Supplied records =>
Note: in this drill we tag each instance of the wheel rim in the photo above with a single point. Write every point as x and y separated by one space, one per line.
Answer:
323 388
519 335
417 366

Written problem => Copy out the records above, swapping "wheel rim" for "tire" and changing nothing else.

Task solution =>
Note: in this drill we tag each instance of the tire in the photo above with a single point. Write every point as x and y separated by one space, one per line.
Answer:
323 388
519 335
417 366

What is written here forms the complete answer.